:: Extract to read ::
━━━

WSRcg - ERP Expert Witnesses
On this webpage we present:
Our ERP consultants and expert witnesses have consulting expertise on projects and/or testifying experience in litigation involving the following ERP vendors/systems:
- SAP and SAP Retail,
- Oracle Applications Suite, Oracle e-Business Suite,
- J. D. Edwards,
- Retek (grocery stores),
- Cerner (healthcare),
- Microsoft Dynamics,
- Lawson Software,
In addition, some WSRcg Expert Witnesses have first hand experience designing and developing ERP software, including the Andersen Consulting (now named Accenture) “MacPac” ERP systems and the “Patient Management” ERP System for hospital management and/or have led projects to select and implement third party ERP systems as CIOs , IT department heads and/or consultants.
As “ERP System Experts” we analyze, assess and opine on the reasons why a particular project is failing and what can and must be done to turn around that project and prevent failure in the future. We oftentimes will become independent consultants to the project and report to the Board of Directors of one of the parties and the Steering Committee consisting of all of the parties. We assess current project status and what efforts and resources it will take to complete the job. We help identify the root causes of failure, redefine “success” so that all parties can live with that measurable definition, and implement recommendations to mitigate problems and risks as the project recovers and renews.

━━━

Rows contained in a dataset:
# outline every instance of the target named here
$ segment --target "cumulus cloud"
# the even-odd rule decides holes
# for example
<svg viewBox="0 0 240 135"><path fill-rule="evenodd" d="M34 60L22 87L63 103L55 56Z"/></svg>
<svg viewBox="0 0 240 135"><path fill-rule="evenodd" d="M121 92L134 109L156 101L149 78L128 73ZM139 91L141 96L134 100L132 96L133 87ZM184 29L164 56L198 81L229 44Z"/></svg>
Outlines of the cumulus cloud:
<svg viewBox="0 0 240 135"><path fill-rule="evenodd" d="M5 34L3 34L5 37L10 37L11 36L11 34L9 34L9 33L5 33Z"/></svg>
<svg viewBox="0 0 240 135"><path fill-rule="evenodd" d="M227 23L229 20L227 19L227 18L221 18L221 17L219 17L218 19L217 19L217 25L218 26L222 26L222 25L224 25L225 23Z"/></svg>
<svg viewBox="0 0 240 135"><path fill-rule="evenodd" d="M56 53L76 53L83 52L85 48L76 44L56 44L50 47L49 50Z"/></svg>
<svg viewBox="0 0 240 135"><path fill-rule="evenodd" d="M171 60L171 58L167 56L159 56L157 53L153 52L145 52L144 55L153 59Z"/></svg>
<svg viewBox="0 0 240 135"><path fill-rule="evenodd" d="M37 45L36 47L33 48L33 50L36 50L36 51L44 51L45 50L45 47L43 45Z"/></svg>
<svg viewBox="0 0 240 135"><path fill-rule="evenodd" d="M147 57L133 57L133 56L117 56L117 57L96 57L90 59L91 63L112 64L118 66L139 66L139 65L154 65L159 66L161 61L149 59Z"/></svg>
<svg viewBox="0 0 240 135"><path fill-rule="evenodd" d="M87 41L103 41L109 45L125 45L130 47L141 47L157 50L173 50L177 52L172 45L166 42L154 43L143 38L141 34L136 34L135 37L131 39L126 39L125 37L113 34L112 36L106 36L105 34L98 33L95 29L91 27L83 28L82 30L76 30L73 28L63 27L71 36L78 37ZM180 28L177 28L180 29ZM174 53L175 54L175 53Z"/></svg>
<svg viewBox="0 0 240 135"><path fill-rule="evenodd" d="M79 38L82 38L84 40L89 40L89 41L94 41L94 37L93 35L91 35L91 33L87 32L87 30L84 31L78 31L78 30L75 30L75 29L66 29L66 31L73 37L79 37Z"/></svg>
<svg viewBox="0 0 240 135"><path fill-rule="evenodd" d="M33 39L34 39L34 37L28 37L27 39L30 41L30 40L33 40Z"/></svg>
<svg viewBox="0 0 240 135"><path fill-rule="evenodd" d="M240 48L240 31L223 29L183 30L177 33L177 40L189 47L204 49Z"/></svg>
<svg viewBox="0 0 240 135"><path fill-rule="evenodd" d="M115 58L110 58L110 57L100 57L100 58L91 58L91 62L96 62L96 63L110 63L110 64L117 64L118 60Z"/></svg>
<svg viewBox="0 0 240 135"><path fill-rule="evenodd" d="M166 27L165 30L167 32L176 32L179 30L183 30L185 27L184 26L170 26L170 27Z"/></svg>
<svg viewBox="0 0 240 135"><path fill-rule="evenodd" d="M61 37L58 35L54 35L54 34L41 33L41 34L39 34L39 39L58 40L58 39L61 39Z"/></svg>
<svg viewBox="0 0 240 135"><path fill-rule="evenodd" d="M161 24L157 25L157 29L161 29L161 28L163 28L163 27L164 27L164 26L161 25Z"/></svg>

━━━

:: Activity list ::
1. Check each statement against the ERP expert witness page and say whether it agrees: (a) Retek is listed for healthcare; (b) Andersen Consulting is now named Accenture; (c) the Steering Committee consists of all of the parties. Give yes or no for each, with the deciding words from the page quoted.
2. Please set down, word for word, the part of the ERP expert witness page from "WSRcg - ERP" to "heads and/or consultants.".

:: Numbered responses ::
1.
(a) No: "Retek (grocery stores)"
(b) Yes: "Andersen Consulting (now named Accenture)"
(c) Yes: "the Steering Committee consisting of all of the parties"

2.
WSRcg - ERP Expert Witnesses
On this webpage we present:
Our ERP consultants and expert witnesses have consulting expertise on projects and/or testifying experience in litigation involving the following ERP vendors/systems:
- SAP and SAP Retail,
- Oracle Applications Suite, Oracle e-Business Suite,
- J. D. Edwards,
- Retek (grocery stores),
- Cerner (healthcare),
- Microsoft Dynamics,
- Lawson Software,
In addition, some WSRcg Expert Witnesses have first hand experience designing and developing ERP software, including the Andersen Consulting (now named Accenture) “MacPac” ERP systems and the “Patient Management” ERP System for hospital management and/or have led projects to select and implement third party ERP systems as CIOs , IT department heads and/or consultants.